**Extract to read:**
|---|

Tag Archives: Complexity and Management Conference 2022

CMC 3-5th June 2022 – The theory of practice and the practice of theory.

There are still some places remaining for the 2022 Complexity and Management conference. You can book here.

One of the things that delegates always remark upon about the CMC is how refreshing it is to get straight into conversations that matter. You can do this from the moment you arrive: on Friday 3rd June @7pm in the evening you get to meet other delegates for an inaugural dinner from all kinds of practice backgrounds and from all over Europe.

On Saturday morning we have the renowned practice scholar Prof Davide Nicolini @NicoliniDavide who will talk about the importance of a practice orientation in theory.

The afternoon is given over to delegates to talk about dilemmas in the workplace using each other as a resource to think further.

Early Saturday evening there will be a tree-planting ceremony to commemorate the life and work of the late Prof Ralph Stacey, who founded the Doctor of Management programme and the conference, and who loved Roffey Park.

|---|

**Given records:**
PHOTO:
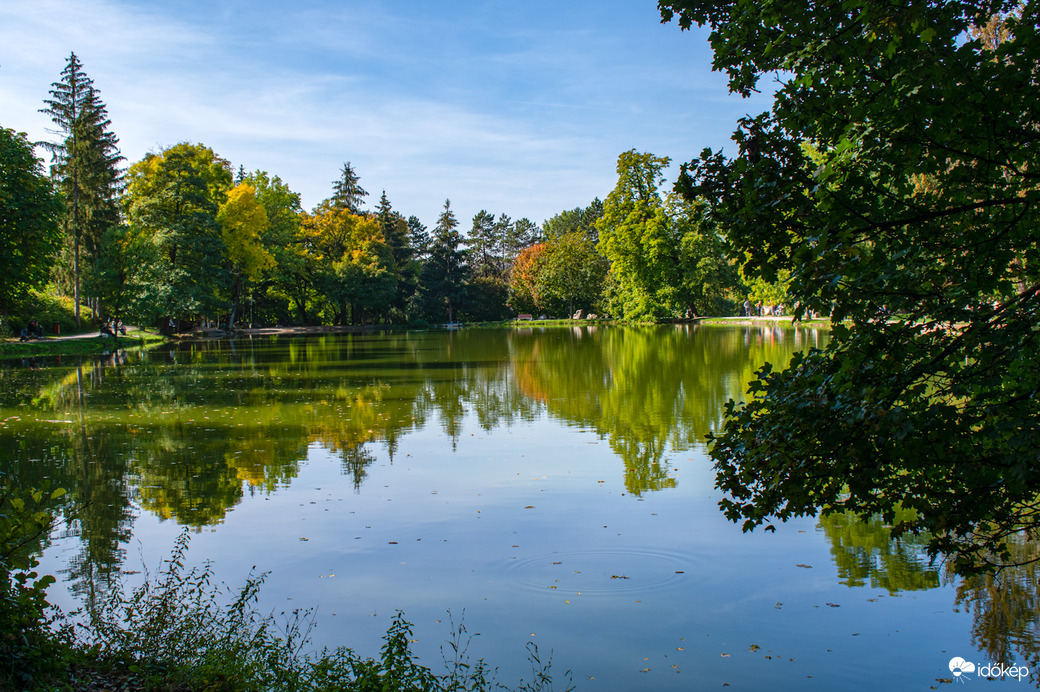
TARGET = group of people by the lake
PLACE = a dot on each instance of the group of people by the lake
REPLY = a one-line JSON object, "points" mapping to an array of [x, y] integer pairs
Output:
{"points": [[32, 331], [112, 327], [750, 309]]}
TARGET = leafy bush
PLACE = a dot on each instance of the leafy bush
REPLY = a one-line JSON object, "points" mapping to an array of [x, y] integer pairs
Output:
{"points": [[30, 647], [49, 308], [184, 631]]}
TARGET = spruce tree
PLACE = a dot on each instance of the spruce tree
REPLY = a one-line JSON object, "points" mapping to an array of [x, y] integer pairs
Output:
{"points": [[85, 164], [347, 193]]}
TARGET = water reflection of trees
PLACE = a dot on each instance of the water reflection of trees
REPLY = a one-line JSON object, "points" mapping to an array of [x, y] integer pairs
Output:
{"points": [[1005, 606], [185, 432]]}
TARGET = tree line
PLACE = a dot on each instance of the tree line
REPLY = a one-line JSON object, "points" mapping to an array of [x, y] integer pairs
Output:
{"points": [[181, 237]]}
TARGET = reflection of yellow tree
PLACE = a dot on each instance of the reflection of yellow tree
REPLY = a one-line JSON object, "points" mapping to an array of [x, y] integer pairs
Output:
{"points": [[650, 390], [1005, 606], [864, 552]]}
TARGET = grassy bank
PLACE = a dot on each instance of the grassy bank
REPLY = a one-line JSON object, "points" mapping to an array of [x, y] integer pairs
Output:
{"points": [[80, 344]]}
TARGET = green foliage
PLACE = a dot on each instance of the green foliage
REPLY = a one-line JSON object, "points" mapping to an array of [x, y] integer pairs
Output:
{"points": [[30, 649], [85, 168], [442, 283], [347, 193], [895, 179], [666, 261], [30, 213], [173, 199], [181, 629]]}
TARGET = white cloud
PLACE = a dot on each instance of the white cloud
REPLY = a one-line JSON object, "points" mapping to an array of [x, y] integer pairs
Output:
{"points": [[522, 113]]}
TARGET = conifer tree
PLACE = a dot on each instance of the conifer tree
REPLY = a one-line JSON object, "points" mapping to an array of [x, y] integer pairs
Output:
{"points": [[442, 284], [85, 163], [347, 193]]}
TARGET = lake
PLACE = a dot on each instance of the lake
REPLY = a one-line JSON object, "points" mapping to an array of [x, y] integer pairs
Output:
{"points": [[545, 485]]}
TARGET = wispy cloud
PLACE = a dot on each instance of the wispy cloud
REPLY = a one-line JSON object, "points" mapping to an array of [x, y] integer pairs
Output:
{"points": [[518, 109]]}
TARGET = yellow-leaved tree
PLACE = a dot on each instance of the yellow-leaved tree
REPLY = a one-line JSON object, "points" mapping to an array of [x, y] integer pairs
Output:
{"points": [[242, 220]]}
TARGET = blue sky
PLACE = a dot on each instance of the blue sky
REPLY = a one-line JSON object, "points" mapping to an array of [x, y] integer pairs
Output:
{"points": [[513, 107]]}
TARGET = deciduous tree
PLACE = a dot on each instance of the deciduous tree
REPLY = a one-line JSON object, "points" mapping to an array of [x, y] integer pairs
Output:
{"points": [[173, 199], [30, 212], [915, 228]]}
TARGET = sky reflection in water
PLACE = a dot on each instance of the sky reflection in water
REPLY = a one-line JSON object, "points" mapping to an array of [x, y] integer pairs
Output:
{"points": [[544, 485]]}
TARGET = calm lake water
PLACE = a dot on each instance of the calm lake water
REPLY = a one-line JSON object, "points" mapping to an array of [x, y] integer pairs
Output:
{"points": [[543, 485]]}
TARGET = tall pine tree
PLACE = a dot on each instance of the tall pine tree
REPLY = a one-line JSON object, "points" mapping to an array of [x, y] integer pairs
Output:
{"points": [[85, 164], [347, 193], [442, 284]]}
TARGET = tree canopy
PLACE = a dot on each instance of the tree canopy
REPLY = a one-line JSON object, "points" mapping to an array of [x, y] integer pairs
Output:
{"points": [[30, 210], [897, 178]]}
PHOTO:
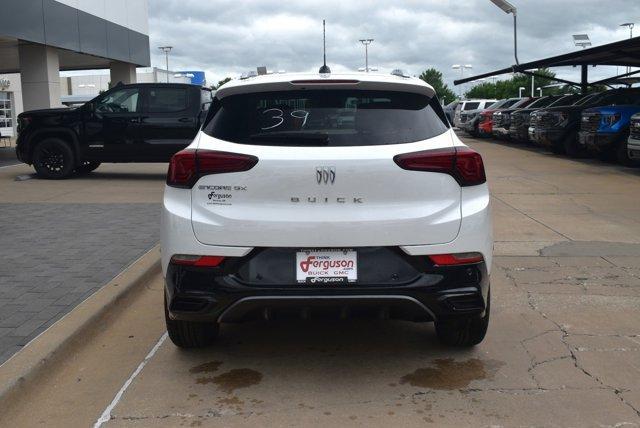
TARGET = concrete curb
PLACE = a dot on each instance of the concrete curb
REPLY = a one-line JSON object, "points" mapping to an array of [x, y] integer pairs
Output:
{"points": [[41, 352]]}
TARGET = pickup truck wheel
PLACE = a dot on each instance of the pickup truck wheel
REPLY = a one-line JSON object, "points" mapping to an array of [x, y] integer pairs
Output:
{"points": [[622, 155], [188, 334], [87, 167], [558, 148], [464, 332], [53, 159]]}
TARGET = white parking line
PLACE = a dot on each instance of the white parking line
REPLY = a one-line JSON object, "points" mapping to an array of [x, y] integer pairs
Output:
{"points": [[106, 415], [10, 166]]}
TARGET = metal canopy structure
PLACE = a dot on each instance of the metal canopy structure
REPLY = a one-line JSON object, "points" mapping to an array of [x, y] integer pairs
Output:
{"points": [[624, 53]]}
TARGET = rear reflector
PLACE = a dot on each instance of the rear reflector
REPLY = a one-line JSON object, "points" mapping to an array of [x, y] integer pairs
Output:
{"points": [[456, 259], [197, 261], [462, 163], [187, 166]]}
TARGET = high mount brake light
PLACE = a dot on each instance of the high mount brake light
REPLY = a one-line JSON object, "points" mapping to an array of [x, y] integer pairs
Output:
{"points": [[462, 163], [456, 259], [187, 166], [197, 261], [325, 82]]}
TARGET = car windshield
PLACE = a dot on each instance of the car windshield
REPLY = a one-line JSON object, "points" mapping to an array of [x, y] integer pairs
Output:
{"points": [[523, 103], [511, 102], [541, 102], [565, 100], [615, 98], [325, 118], [497, 104]]}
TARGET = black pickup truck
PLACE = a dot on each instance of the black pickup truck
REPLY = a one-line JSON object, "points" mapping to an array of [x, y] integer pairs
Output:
{"points": [[145, 122]]}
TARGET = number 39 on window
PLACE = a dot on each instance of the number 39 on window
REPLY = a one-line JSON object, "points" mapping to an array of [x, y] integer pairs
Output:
{"points": [[278, 118]]}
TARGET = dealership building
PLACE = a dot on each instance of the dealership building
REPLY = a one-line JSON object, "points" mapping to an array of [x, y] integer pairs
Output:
{"points": [[40, 38]]}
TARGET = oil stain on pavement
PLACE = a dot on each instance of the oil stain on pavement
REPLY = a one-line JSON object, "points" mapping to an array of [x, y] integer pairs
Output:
{"points": [[233, 379], [209, 367], [449, 374]]}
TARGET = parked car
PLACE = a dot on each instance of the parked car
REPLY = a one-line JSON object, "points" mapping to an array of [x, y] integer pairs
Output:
{"points": [[266, 219], [520, 119], [450, 110], [472, 119], [129, 123], [633, 144], [502, 118], [557, 127], [468, 105], [485, 118], [539, 115], [604, 130]]}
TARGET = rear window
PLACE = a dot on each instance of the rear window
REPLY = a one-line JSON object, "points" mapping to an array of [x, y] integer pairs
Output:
{"points": [[471, 106], [325, 118], [167, 100], [510, 102]]}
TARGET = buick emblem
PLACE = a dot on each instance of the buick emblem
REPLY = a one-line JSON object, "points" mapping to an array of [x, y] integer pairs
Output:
{"points": [[325, 174]]}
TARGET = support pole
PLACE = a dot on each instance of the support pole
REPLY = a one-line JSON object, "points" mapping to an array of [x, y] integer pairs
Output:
{"points": [[584, 78]]}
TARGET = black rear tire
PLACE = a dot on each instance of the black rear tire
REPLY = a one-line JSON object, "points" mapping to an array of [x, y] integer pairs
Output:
{"points": [[87, 167], [622, 154], [53, 159], [464, 332], [189, 334]]}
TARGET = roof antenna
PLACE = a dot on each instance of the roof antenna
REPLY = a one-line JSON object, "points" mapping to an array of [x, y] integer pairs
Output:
{"points": [[324, 68]]}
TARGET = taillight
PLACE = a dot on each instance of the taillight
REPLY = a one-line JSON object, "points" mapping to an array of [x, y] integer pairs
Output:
{"points": [[462, 163], [187, 166], [197, 261], [456, 259]]}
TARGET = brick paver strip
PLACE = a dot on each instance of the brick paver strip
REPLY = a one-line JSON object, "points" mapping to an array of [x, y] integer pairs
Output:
{"points": [[53, 256]]}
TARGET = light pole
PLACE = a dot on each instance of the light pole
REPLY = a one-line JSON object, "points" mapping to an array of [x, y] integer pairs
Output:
{"points": [[581, 40], [509, 8], [630, 25], [166, 50], [461, 67], [366, 43]]}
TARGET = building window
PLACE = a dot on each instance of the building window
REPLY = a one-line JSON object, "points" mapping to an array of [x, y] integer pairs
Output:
{"points": [[6, 115]]}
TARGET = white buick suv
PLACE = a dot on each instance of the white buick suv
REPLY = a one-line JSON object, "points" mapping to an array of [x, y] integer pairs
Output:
{"points": [[326, 195]]}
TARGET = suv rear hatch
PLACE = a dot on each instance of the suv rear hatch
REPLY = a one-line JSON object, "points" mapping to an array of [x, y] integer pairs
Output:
{"points": [[325, 175]]}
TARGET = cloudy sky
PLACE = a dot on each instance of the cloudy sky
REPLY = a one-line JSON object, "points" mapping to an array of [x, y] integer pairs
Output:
{"points": [[228, 37]]}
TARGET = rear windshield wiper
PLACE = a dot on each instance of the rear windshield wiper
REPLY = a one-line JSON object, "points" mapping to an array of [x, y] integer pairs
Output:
{"points": [[292, 138]]}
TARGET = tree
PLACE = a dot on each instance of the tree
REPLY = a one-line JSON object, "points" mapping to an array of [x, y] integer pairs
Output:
{"points": [[509, 88], [434, 78]]}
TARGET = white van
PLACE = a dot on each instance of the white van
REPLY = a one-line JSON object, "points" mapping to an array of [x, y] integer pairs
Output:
{"points": [[469, 105]]}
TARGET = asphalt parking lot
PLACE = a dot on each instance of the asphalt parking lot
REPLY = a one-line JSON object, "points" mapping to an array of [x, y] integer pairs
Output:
{"points": [[563, 347]]}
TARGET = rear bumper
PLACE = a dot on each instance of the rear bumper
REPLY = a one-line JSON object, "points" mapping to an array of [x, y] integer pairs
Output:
{"points": [[21, 153], [597, 142], [441, 293], [500, 132], [485, 128], [548, 137], [519, 133]]}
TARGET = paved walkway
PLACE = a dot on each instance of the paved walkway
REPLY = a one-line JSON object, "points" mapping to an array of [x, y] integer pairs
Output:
{"points": [[60, 241], [562, 349]]}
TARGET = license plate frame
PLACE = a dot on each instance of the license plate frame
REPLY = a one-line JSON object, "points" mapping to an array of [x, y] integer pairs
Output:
{"points": [[335, 266]]}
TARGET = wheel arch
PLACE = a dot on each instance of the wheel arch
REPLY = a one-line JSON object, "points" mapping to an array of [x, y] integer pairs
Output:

|---|

**Prompt 1:**
Can you rewrite the paragraph of the conference announcement that begins "One of the things that delegates always remark upon" as a short list that keeps its main facts?
**Prompt 2:**
Which lines of the entries contain the string "curb"? Gather all of them.
The conference announcement and the entries were taken from unrelated sources.

**Result 1:**
- Delegates often remark that the conference is refreshing because they can get straight into conversations that matter.
- This starts from the moment they arrive.
- On Friday 3rd June at 7pm there is an inaugural dinner where delegates meet others from all kinds of practice backgrounds and from all over Europe.

**Result 2:**
TARGET = concrete curb
PLACE = a dot on each instance of the concrete curb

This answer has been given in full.